* Instructions for the task: Collect each line of the data below that contains the string "reflection".

━━━━━ Input rows ━━━━━

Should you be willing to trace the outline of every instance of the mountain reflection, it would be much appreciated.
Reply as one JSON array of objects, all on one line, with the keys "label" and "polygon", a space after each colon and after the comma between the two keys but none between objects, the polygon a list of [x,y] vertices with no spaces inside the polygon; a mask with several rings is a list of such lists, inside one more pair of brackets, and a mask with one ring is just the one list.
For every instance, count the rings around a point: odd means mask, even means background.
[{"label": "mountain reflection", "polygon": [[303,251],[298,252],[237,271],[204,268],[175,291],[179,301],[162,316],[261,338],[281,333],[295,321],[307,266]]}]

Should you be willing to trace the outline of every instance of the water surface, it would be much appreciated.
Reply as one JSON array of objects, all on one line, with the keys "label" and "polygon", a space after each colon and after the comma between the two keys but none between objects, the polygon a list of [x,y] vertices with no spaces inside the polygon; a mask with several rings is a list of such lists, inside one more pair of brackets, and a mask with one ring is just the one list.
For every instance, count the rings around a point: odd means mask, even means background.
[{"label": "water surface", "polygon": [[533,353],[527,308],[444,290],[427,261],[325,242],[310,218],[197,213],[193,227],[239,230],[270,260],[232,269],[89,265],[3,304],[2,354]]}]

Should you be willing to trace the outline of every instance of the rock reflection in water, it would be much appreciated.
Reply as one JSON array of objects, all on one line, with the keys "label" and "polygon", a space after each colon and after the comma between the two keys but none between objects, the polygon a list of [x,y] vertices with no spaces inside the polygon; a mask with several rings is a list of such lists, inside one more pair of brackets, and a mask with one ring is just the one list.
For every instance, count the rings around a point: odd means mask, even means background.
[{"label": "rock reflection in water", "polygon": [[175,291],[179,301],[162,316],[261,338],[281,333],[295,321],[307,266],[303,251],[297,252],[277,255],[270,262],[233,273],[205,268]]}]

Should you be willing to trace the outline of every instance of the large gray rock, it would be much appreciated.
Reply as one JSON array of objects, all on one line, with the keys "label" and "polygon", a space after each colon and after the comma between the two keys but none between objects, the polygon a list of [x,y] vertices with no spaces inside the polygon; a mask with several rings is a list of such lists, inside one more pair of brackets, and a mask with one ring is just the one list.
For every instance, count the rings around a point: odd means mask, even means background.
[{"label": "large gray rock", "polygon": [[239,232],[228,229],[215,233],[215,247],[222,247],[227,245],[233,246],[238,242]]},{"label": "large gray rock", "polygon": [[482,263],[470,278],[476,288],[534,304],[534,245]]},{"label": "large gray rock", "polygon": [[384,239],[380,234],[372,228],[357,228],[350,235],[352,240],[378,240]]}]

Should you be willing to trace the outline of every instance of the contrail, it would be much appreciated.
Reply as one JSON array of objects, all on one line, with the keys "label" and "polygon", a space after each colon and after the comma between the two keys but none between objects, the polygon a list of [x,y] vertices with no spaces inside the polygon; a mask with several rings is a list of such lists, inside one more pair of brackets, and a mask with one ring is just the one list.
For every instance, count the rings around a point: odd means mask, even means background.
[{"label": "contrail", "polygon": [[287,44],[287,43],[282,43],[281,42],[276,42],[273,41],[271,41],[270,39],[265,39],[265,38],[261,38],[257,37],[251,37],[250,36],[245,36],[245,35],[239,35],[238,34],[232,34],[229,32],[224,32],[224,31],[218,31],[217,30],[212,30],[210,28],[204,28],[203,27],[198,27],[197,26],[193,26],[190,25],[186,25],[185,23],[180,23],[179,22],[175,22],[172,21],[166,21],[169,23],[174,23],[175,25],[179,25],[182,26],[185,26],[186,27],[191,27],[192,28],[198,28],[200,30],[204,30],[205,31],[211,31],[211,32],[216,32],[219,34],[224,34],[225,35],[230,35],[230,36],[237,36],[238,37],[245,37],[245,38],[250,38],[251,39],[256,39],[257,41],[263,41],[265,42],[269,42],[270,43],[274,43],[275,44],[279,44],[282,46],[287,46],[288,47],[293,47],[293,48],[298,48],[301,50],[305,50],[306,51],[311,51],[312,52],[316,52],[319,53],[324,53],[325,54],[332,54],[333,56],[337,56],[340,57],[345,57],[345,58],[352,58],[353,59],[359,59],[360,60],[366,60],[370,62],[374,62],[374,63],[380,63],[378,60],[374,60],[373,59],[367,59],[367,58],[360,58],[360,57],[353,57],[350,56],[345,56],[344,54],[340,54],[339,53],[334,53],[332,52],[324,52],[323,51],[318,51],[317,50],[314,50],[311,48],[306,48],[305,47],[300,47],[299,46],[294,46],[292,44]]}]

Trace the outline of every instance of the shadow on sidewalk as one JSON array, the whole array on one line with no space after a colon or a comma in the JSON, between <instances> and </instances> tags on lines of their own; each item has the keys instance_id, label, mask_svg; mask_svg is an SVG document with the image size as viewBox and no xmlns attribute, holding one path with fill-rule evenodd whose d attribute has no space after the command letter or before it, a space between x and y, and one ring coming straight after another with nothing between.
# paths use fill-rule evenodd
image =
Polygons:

━━━━━

* Solution to this exercise:
Should you be willing to trace the outline of every instance of the mountain reflection, it would be much appreciated.
[{"label": "mountain reflection", "polygon": [[303,251],[298,252],[237,271],[204,268],[175,291],[179,301],[162,316],[261,338],[281,333],[295,321],[307,266]]}]
Should you be willing to trace the outline of every instance of the rock reflection in water, it would be much appreciated.
[{"label": "rock reflection in water", "polygon": [[175,291],[179,301],[162,316],[261,338],[281,333],[295,321],[307,266],[303,251],[297,252],[277,255],[270,262],[233,273],[205,268]]}]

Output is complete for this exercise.